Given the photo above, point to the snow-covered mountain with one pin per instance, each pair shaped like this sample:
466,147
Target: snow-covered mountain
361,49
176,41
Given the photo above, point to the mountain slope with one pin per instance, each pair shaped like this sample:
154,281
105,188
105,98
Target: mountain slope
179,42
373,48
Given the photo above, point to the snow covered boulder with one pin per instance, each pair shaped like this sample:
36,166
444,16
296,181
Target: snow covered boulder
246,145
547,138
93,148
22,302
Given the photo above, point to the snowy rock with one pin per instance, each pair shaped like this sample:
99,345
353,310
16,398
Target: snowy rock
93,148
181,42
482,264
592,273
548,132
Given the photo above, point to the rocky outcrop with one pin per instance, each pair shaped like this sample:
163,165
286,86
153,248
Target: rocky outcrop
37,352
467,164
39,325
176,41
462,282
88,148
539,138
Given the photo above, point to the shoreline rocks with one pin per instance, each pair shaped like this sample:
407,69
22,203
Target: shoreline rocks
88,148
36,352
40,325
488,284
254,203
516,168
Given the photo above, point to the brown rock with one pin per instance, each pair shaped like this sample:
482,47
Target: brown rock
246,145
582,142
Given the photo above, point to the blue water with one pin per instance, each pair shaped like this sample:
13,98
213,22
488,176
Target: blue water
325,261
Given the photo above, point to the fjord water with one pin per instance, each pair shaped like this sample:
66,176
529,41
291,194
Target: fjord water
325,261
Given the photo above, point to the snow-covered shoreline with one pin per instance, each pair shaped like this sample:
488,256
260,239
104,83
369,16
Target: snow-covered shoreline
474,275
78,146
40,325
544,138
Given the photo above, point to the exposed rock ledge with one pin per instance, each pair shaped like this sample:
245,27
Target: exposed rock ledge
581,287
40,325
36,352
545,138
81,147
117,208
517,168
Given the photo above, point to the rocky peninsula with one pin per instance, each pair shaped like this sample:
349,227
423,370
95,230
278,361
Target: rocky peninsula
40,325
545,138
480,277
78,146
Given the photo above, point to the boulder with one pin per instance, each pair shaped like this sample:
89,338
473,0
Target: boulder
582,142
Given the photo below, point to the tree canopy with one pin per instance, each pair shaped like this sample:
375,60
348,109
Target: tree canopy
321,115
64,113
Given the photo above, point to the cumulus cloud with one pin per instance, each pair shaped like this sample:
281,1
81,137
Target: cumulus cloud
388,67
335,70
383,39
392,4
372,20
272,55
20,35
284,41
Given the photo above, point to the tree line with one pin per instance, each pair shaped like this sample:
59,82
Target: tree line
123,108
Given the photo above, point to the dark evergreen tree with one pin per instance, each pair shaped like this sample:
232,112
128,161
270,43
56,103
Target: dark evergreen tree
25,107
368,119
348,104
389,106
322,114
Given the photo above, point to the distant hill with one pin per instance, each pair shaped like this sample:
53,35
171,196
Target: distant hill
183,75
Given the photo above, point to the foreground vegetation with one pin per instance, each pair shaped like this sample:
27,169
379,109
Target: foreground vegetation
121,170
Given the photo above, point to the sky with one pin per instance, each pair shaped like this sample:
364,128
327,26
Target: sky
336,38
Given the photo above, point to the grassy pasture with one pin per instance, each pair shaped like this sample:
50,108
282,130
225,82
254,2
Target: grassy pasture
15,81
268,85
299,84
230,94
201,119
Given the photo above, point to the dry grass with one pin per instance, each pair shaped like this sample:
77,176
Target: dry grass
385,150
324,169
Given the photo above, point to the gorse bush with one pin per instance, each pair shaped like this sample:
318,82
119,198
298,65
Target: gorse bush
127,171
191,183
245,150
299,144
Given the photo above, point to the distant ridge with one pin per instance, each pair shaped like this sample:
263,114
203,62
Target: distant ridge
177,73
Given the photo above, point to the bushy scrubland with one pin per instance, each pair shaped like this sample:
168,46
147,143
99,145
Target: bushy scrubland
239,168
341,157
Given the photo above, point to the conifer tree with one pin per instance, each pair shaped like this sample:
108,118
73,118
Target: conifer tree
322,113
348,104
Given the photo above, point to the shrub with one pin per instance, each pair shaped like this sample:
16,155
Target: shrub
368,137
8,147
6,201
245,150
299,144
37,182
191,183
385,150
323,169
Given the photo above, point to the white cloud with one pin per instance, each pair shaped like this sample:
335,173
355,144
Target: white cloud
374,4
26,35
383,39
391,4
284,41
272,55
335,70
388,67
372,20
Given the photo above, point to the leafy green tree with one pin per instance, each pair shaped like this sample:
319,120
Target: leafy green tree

□ □ □ □ □ □ □

▸ The problem: Copy every one of the records above word for word, reproducing each line without any change.

▸ Task result:
Given the photo above, point to the snow-covered mountain with one pin per instance, each pair shaped like this sample:
466,147
Target: snow-covered mountain
361,49
176,41
Given the photo above, point to the mountain slope with one pin per instance, each pair shaped like this sample:
154,281
105,188
105,98
Target: mountain slope
179,42
373,48
Given the photo above, point to the snow covered boulder with one pin per instance, each pair shaped like this sample:
36,166
444,16
296,181
Target: snow covered boulder
246,145
547,138
93,148
22,302
Given the photo above, point to the snowy rock with one pin per instance, each pair shaped like this sample:
99,345
353,310
16,398
Target: snowy rock
93,148
181,42
482,264
592,273
548,132
Given the photo above, point to the rocky outcrop with one pin per instance, each pair shaped like this sample:
163,165
286,86
153,248
Target: rocky outcrop
37,352
467,164
39,325
176,41
462,282
88,148
539,138
Given the photo above, point to the shoreline rocks with one pin per instance, each pair shaped like this sample:
407,69
22,203
Target: shoreline rocks
88,148
36,352
40,325
488,284
254,203
516,168
Given the photo above, point to the brown rock with one pin per instance, each pair shaped like this sample:
482,47
Target: brown rock
246,145
582,142
Given the photo above, point to the blue water with one pin per instance, each pair shaped like this sample:
13,98
213,22
488,176
Target: blue water
325,261
Given the photo above, point to the fjord water with one pin per instance, each pair shaped like this sample:
66,176
529,41
291,194
Target: fjord water
325,261
Given the photo above, point to the snow-covered shoreline with one pin per instance, each pair shaped like this sample:
488,256
260,239
104,83
369,16
Target: snow-covered shoreline
474,275
78,146
40,325
544,138
Given the photo above, point to the exposed rock ledge with one pin per instance, each pair shaped like this sample:
245,27
Target: exposed rock ledge
581,287
40,325
36,352
545,138
81,147
117,208
517,168
Given the photo above, point to the rocky peninsula with one pin per instance, each pair shaped like this sample:
349,227
423,370
95,230
278,361
Target: rocky peninsula
40,325
545,138
480,277
78,146
Given the photo above, point to the boulder with one pin per instance, each pair shaped like this sample:
89,338
473,0
Target: boulder
582,142
Given the photo below, point to the tree canopy with one pin per instance, each pair shaped like this sample:
375,60
348,109
Target: tree canopy
321,115
64,113
Given the photo above, point to the cumulus cloud with one pin per instance, each pair shaped like this sample:
281,1
81,137
Target: cumulus cloud
388,67
335,70
383,39
392,4
372,20
272,55
20,35
284,41
Given the photo above, point to the tree line with one pin per instance, each pair shaped like this sample:
59,82
Target: tree line
123,108
Given the photo above, point to the dark evergreen tree with one pin per instance, each pair shaped like this sample:
232,112
128,161
270,43
56,103
Target: dark evergreen tree
25,107
368,119
348,104
389,106
322,114
Given the photo above, point to the distant hill with one pin per instance, each pair shaped like this sample:
53,35
171,196
Target: distant hill
183,75
Given the photo above, point to the foreground vegetation with one pin per instance, each pair shaped like this sample:
27,169
379,109
Target: foreground vegetation
121,170
Given the photo above, point to the sky with one pin per instance, each pair shaped like this sample:
364,128
327,26
Target: sky
336,38
Given the photo above, point to the grassy pasture with one pin per instance, each pair shaped like this sample:
50,108
282,130
225,82
254,2
Target: grassy pasture
15,81
268,85
299,84
230,94
201,119
Given the photo above, point to the dry grass with one pin per instance, each pair shaped like this sample:
77,176
Target: dry grass
385,150
324,169
Given the photo above, point to the gorse bush with one pin per instance, each pair shaped like this sample:
318,82
119,198
298,65
Target: gorse bush
127,171
191,183
245,150
299,144
Given the photo above, point to the distant ridge with one pin per instance, each pair shaped like this sample:
263,114
203,62
Target: distant ridge
177,73
Given the photo above, point to the bushy scrubland with one pin per instance, each pair shaped like this sample:
168,46
147,143
99,145
Target: bushy scrubland
239,168
341,157
Given the photo above, point to the conifer tree with one pin per instance, each pair shaped like this sample:
108,118
73,118
Target: conifer tree
322,113
348,104
Given the photo above, point to the shrub with one pin per instance, each pair shaped like this sample:
16,155
Target: shrub
368,137
8,147
6,201
245,150
299,144
37,182
191,183
385,150
323,169
Given the photo above, point to the white cloud with one pin per instance, each pair shaped like this sample:
335,173
355,144
Target: white cloud
374,4
26,35
383,39
391,4
284,41
272,55
335,70
388,67
372,20
Given the photo above, point to the leafy green tree with one pin per instance, each pair shaped like this sample:
319,120
Target: leafy green tree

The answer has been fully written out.